**Work to be completed**
Each record below should be written out again exactly as given.

**Record set**

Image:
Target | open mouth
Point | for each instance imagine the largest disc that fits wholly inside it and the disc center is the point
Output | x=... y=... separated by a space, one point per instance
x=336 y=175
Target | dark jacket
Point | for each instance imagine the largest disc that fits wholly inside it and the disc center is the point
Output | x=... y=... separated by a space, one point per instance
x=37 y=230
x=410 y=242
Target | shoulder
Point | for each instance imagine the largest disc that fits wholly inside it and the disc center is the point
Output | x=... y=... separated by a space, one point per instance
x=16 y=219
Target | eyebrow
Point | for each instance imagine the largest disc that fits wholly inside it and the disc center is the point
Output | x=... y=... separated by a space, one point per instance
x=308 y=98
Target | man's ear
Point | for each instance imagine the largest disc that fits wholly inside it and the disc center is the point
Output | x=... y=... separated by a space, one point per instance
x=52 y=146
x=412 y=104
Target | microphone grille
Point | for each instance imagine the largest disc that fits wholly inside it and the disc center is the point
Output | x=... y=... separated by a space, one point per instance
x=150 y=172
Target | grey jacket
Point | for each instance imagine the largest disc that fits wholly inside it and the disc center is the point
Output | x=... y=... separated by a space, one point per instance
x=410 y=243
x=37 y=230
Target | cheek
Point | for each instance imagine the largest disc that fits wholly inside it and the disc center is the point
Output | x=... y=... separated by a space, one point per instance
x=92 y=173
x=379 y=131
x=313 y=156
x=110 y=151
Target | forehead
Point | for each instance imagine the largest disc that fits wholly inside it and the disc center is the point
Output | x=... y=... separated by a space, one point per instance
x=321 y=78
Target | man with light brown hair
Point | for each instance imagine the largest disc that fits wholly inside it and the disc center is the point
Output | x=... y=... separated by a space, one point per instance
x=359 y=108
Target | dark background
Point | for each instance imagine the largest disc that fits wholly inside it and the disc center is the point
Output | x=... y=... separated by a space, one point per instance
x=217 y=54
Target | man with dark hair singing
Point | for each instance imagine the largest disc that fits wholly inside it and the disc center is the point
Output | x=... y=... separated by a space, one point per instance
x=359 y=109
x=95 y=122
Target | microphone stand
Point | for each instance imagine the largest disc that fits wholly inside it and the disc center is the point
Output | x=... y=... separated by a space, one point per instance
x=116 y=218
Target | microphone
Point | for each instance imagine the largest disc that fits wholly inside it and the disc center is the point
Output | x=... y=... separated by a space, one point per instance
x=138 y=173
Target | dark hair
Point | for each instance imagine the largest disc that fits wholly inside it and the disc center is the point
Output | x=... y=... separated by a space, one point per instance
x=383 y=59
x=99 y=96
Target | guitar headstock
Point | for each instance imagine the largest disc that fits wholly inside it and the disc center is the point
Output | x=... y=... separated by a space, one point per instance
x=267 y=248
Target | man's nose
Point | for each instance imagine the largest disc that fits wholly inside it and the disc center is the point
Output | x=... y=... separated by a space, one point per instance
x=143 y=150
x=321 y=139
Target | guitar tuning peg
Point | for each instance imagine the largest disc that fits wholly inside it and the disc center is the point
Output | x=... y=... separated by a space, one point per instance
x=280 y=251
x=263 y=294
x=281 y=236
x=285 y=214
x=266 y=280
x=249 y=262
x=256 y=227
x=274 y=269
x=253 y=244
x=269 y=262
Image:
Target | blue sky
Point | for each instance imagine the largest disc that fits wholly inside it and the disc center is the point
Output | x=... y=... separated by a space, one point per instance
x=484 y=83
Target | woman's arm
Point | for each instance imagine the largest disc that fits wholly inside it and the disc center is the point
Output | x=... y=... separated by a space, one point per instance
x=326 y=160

**Exercise output**
Image:
Target | open mouth
Point | for each instance imagine the largest disc that fits wholly inside it and the disc center is the point
Output | x=... y=... separated by a space, one point per instance
x=336 y=175
Target | dark jacket
Point | for each instance imagine the largest disc that fits wholly inside it and the disc center is the point
Output | x=... y=... separated by a space, one point per instance
x=37 y=230
x=410 y=242
Target | shoulder
Point | for each instance imagine the largest disc that fits wholly inside it and the disc center is the point
Output | x=... y=... separated by a space, one point per instance
x=16 y=219
Target | eyebrow
Point | for each instance imagine the largest disc that fits wholly inside it and the disc center is the point
Output | x=... y=... separated by a space, one point per instance
x=308 y=98
Target | man's ear
Point | for each instance imagine the largest disc that fits wholly inside it and the disc center is the point
Output | x=... y=... separated by a space, one point per instance
x=52 y=146
x=412 y=104
Target | microphone grille
Point | for each instance imagine the largest disc that fits wholly inside it and the disc center is the point
Output | x=... y=... separated by a space, one point per instance
x=150 y=172
Target | grey jacket
Point | for each instance imagine the largest disc that fits wholly inside it and the disc center is the point
Output | x=... y=... separated by a space, one point per instance
x=410 y=243
x=37 y=230
Target | cheek
Point | for each instance imagine the largest disc that fits wholly inside it and the disc center is the point
Output | x=... y=... separated by a space, one point per instance
x=92 y=173
x=379 y=131
x=313 y=156
x=110 y=151
Target | forehead
Point | for each instance imagine the largest disc that fits wholly inside it and the disc center is the point
Output | x=... y=... separated by a space, one point per instance
x=321 y=78
Target | man with light brown hair
Point | for each instance imagine the largest disc that fits wholly inside it and the disc center is the point
Output | x=... y=... separated by a space, one point per instance
x=359 y=108
Target | dark background
Point | for each instance imagine the largest disc that fits wholly inside it and the disc center is the point
Output | x=... y=... separated by a space, one point per instance
x=217 y=54
Target | man with dark hair singing
Point | for each instance imagine the largest disc that fits wholly inside it and the disc center is the point
Output | x=... y=... separated by a space, one point per instance
x=359 y=109
x=95 y=122
Target | microphone stand
Point | for each instance imagine the largest disc that fits wholly inside it and the disc center is the point
Output | x=... y=... separated by a space, one point per instance
x=116 y=218
Target | microphone
Point | for each instance imagine the largest disc that fits wholly inside it and the disc center is the point
Output | x=... y=... separated by a space, one point per instance
x=138 y=173
Target | dark hair
Point | for each instance imagine the largest disc that fits wholly inside it and the disc center is the point
Output | x=... y=... separated by a space, one point per instance
x=383 y=59
x=99 y=96
Target | guitar headstock
Point | for each instance imagine the largest disc that fits wholly inside it and the disc center is the point
Output | x=... y=... separated by a space, one point per instance
x=267 y=248
Target | man's nose
Point | for each instance imagine the largest disc that fits wholly inside it and the disc center is the point
Output | x=... y=... separated by a space, one point per instance
x=143 y=150
x=321 y=139
Target | guitar tuning peg
Point | for each instance imagine the largest disc that fits wholly inside it and the disc center is the point
Output | x=... y=... separated by a space, one point per instance
x=280 y=251
x=263 y=294
x=281 y=236
x=285 y=214
x=266 y=280
x=249 y=262
x=256 y=227
x=274 y=269
x=253 y=244
x=269 y=262
Image:
Target | blue sky
Point | for each instance imagine the largest disc that fits wholly inside it and the disc center is the point
Output | x=... y=... separated by a space, one point per instance
x=484 y=83
Target | woman's arm
Point | for each instance imagine the largest disc that fits wholly inside it and the disc center is the point
Output | x=... y=... separated by a space, one point per instance
x=326 y=160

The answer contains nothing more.